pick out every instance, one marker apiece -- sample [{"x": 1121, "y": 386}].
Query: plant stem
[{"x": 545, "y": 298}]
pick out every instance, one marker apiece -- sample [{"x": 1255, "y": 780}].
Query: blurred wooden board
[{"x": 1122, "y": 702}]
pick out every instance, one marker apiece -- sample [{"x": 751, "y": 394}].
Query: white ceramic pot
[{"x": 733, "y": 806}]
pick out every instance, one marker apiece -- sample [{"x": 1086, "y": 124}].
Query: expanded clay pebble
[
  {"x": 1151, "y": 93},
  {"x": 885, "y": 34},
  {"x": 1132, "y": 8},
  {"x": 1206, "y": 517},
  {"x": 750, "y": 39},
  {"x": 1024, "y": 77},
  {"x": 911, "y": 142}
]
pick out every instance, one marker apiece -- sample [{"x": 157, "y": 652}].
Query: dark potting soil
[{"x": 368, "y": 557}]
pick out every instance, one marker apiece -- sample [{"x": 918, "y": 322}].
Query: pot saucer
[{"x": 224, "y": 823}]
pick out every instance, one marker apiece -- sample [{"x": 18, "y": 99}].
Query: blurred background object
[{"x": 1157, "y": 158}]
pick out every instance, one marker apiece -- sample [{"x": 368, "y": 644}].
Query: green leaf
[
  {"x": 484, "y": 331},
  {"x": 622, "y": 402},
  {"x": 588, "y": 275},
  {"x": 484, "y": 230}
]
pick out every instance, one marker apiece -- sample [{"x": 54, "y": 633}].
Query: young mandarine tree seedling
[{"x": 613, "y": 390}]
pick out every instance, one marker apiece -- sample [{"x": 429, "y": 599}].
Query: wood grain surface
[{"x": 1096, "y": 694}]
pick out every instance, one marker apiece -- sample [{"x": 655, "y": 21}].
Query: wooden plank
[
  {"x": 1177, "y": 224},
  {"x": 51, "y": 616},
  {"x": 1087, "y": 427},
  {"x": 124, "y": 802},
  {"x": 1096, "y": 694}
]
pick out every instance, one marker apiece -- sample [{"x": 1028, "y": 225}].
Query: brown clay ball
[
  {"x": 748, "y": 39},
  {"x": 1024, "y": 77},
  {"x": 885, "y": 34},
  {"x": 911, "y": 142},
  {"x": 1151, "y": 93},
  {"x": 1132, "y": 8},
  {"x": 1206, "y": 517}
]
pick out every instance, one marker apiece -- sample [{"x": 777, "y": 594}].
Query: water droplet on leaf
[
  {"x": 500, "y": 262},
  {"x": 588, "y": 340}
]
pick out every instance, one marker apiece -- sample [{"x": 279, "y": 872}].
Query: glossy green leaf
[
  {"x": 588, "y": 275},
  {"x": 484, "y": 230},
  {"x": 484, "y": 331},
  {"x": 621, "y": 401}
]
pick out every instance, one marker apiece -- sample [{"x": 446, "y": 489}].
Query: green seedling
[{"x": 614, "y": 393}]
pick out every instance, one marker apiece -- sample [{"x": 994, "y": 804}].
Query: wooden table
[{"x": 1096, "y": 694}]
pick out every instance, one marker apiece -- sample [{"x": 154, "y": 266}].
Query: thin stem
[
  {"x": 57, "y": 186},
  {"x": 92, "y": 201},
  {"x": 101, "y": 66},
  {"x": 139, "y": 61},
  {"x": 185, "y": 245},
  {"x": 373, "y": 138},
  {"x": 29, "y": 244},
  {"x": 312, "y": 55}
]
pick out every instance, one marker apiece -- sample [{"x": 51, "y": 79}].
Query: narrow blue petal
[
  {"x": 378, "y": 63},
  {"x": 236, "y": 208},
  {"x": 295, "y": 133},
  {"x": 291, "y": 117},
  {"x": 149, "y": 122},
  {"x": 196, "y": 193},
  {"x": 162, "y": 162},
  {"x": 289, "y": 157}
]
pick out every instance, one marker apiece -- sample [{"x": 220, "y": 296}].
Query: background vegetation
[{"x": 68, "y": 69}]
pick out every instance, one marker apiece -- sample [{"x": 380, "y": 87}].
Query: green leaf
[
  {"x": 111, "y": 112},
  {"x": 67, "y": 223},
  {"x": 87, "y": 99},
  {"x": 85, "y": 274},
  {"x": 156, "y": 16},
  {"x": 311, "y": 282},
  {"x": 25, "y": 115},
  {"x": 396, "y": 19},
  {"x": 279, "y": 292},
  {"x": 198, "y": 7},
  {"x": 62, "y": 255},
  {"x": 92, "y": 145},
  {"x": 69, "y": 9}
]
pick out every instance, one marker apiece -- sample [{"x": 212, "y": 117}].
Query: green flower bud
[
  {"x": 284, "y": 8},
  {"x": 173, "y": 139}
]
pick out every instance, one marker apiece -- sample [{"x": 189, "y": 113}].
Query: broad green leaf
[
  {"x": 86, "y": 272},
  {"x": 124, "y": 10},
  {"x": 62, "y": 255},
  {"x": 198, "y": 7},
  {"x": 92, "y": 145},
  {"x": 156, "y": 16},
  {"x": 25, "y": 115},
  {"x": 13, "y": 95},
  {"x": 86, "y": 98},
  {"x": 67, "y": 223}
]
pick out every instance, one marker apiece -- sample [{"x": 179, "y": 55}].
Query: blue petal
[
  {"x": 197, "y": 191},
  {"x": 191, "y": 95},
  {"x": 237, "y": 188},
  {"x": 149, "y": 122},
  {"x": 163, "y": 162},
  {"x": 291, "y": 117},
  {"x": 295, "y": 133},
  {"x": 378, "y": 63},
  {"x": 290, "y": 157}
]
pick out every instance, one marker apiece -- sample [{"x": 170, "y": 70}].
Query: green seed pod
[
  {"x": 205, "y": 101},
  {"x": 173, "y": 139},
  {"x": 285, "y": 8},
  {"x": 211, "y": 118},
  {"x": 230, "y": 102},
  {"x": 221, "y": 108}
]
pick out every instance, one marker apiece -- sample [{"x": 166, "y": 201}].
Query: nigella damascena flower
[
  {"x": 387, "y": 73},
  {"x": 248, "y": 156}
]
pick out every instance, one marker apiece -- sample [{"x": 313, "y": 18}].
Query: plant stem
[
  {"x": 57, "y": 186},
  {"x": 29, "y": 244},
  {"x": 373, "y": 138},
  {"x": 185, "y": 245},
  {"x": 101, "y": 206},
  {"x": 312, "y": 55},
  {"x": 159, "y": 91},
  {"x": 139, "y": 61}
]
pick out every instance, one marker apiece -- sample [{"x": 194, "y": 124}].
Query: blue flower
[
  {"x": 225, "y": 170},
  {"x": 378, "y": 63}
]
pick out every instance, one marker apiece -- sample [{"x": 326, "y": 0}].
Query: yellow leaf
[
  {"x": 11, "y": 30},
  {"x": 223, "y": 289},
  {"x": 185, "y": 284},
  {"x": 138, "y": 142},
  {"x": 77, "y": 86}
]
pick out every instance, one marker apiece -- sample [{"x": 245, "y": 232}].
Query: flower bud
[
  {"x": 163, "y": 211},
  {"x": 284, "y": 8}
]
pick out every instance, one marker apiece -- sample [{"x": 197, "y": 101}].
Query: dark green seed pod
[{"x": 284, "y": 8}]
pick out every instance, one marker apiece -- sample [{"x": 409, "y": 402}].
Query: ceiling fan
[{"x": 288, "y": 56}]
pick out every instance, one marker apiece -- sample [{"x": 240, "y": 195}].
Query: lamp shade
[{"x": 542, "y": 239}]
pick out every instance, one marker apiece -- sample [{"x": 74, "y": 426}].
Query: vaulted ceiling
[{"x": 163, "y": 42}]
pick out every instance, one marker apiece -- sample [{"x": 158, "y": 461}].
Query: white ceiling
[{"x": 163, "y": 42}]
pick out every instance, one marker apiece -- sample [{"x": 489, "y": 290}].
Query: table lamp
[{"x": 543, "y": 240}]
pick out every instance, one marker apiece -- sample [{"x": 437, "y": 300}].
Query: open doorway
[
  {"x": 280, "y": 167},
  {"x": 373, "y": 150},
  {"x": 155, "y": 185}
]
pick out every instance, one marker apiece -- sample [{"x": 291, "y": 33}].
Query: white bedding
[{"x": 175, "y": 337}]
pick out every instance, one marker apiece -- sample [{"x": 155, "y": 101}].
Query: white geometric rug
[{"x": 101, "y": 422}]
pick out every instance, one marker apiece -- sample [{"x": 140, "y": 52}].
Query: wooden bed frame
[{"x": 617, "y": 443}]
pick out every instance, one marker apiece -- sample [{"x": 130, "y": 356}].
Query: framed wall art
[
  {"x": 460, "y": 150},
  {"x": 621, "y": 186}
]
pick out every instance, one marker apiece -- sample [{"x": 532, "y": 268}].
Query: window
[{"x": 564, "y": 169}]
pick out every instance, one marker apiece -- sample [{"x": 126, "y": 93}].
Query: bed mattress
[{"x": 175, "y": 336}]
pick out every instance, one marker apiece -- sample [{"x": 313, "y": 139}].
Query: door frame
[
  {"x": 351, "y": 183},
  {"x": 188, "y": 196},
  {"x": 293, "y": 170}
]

··········

▶ Aim of the task
From the listing above, copy out every line that contains the word "green".

▶ Solved exercise
Query: green leaf
Query: glossy green leaf
Query: green seedling
Query: green leaf
Query: green flower bud
Query: broad green leaf
Query: green seed pod
Query: dark green seed pod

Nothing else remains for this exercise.